## What you should do
Print the complete set of entries exactly.

Dataset rows

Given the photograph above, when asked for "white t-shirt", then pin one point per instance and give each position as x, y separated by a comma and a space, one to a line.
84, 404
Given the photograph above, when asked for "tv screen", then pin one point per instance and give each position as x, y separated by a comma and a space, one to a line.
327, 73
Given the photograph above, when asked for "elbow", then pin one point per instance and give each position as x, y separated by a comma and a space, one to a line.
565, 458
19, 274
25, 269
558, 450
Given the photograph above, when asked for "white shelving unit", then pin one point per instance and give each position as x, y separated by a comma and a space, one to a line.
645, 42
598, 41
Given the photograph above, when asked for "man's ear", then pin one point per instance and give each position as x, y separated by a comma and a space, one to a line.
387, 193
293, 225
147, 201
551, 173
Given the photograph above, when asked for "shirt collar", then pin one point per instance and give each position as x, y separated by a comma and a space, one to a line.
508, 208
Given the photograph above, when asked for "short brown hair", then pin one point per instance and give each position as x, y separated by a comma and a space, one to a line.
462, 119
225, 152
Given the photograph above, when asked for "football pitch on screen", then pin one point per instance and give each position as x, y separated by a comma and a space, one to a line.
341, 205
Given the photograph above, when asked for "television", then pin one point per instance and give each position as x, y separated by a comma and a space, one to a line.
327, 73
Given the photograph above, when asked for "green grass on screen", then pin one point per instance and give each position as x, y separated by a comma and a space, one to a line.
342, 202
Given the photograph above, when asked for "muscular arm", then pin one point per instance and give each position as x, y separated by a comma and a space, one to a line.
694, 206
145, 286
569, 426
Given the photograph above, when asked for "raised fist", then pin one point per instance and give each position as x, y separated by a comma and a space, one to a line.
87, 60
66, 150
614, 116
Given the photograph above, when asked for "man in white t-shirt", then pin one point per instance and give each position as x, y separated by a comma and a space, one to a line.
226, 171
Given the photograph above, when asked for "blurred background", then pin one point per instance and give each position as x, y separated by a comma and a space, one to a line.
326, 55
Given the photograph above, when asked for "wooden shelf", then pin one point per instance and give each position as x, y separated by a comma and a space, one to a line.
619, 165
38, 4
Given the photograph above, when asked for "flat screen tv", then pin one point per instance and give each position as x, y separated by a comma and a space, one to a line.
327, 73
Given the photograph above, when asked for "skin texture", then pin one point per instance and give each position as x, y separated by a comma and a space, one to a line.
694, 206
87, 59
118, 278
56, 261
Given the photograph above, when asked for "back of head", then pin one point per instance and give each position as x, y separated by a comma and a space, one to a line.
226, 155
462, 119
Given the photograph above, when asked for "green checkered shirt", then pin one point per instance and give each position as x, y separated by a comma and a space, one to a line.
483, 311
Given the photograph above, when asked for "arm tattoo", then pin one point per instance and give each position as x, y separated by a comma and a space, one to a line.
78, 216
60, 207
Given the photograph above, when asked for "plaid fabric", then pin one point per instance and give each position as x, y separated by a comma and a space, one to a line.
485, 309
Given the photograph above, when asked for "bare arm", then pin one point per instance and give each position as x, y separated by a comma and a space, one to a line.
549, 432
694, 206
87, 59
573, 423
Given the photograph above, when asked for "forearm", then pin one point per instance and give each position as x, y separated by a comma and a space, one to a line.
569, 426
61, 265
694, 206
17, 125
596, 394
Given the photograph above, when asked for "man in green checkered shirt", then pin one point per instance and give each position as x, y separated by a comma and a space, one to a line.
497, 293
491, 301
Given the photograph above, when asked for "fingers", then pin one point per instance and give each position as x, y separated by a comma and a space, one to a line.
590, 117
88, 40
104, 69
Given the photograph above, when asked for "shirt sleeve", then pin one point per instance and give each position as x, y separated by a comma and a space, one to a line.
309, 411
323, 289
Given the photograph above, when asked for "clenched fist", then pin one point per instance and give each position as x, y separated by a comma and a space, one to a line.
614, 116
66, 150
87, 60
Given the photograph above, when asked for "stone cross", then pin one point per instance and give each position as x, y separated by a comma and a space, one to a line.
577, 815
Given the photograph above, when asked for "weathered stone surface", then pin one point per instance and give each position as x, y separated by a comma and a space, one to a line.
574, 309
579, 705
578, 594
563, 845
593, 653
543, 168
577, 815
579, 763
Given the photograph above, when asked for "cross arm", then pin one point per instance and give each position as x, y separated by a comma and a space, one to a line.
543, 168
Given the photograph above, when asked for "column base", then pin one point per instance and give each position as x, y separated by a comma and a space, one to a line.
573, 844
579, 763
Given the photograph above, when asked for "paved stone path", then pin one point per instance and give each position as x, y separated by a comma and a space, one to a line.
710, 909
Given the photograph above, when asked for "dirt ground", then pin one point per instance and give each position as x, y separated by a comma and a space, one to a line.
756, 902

## Exercise answer
Given the photograph above, when asked for "white t-shirt", then pin one point per instance and give each position as x, y separated by a comma and a space, one to a line.
84, 404
Given the photograph above, when asked for "tv screen", then pin one point per instance and give each position as x, y separated by a comma and a space, one to a line.
327, 73
Given the photograph above, when asked for "elbow", then pin one point per instance and give each position as x, y separated by a comma and a space, one to a line.
565, 458
19, 274
25, 269
558, 450
Given the photograph above, when asked for "white shelving unit", then pin one point per instance and give each position as x, y separated by a comma and a space, one to a line.
645, 42
598, 41
Given the photograph above, when asked for "man's ear", then pin one point per instance and give each position as x, y separated by a comma and a space, one to a line.
387, 193
293, 225
147, 201
551, 173
Given the photograph above, when asked for "shirt collar", then pin one point per instance and give each position as x, y separated by a comma and a space, one to a line.
508, 208
Given the photograph above, when asked for "short brown hair", then pin one point per instance and give each position as x, y separated by a comma and a space, one to a line.
462, 119
225, 152
Given the photograph above, when asked for "football pitch on screen", then pin one point per instance and give each position as x, y separated by a comma and a space, one to a line.
341, 205
Given the photograph above, when asked for "television", then pin one point per instance and give each position as x, y separated by a comma and a space, one to a line.
327, 73
Given the photograph above, when asked for "green grass on screen", then pin one point per instance and give each position as x, y separated by a comma and a space, one to a line.
342, 202
Given the photograph above, when asked for "muscular arm", then pin one point per instance and give each position as x, y separated by a comma and a space, one to a line.
694, 206
145, 286
569, 426
Given the photograph above, when asked for "raised fist", then pin one point per instance and give each position as x, y separated by a comma and a space, one to a line.
87, 60
66, 150
614, 116
Given the photograph above, when asked for "man in white t-shirt", then pin one point per instance and give each position as x, y separated by a comma and a space, one to a line.
226, 171
Given the photograph above, when asked for "blurred background", then pin one point per instance and give each position as x, y separated by a comma and a space, one to a line.
326, 55
Given the photograph above, when asked for "wooden shelf", then pin one point per instance and give each position as x, y separated by a comma and a space, one to a line.
619, 165
38, 4
Given the photograph above, when asked for "flat screen tv", then pin one point per instance and give each position as x, y separated by a comma and a space, one to a line.
327, 73
Given the photograph above, when asked for "skin texture", then pin one point per instance and give each position as x, y separated by a comma and a space, one to a line.
694, 206
87, 59
118, 278
56, 261
Given the photograph above, when asked for "back of head", then pin one point per instance and give each position as x, y separated by a comma and a space, one to a line.
226, 155
462, 119
Given the photograph above, when asked for "green checkered shirt", then pin one point per instance and give each position as x, y separated by a comma and a space, one to a line.
483, 311
Given the photograph above, when asked for "arm tattoo", then pin one point per instance and give each position as x, y separated by a comma and a space, one to a line.
78, 216
60, 207
Given the photograph above, when asked for "plaid fabric", then pin one point per instance and give each position as x, y separated by a comma and a space, one to a line.
485, 309
Given the photograph above, when asked for "bare arm", then pin one point per instance and give each position as x, y separated by a comma and a space, one to a line.
549, 432
694, 206
87, 59
573, 423
Given the photograph above, when asked for "forearm", then pin one point per instance and give each position as x, y separated by a comma and a space, one to a line.
569, 426
61, 265
694, 206
17, 125
596, 394
Given the photograph above, when asked for "man in green checkered shirt", then pin one point per instance and give each position as x, y separated by a comma and a space, one to a line.
497, 293
491, 301
Given the photograph above, when asked for "fingers", then pin one point per instance and give each position as x, y separated by a comma and a space, one to a line.
590, 117
88, 40
104, 69
Given the photograph above, when asked for "shirt sleeve", then pin one point per instance and give each position as x, y separated by a comma and a space, one to a line.
309, 411
323, 289
Given the photograph above, when asked for "clenched fist", then pin one point per instance and give each position as x, y separated by a comma and a space, one to a line.
614, 116
66, 150
87, 60
Given the photograph above, when asked for "stone cross", then pin one point per instance and give each position as x, y separated by a comma and a space, one to a line.
577, 815
Given the photograph above, when asked for "weathered stone surface", then pin one point per instance and give each position as x, y separated by a comma and a space, one to a line.
574, 309
579, 705
578, 594
563, 845
593, 653
543, 168
577, 815
579, 763
Given the photograph above, when asked for "cross arm", then pin one point per instance and give each position as x, y separated by a comma and a space, one to a line.
543, 168
Given the photograph above, when asked for "column base", then pin one point per instance and give each position as x, y separated by a comma and a space, one to a line.
573, 844
579, 763
Given the photograph above, when asked for "paved stone path", then pin one point per instance and give each position as x, y separated by a comma and a space, one to a line.
710, 909
Given the photograph above, when asked for "dirt ground", then pin one point per instance and give each position as x, y separated by a comma and a space, one to a line.
756, 902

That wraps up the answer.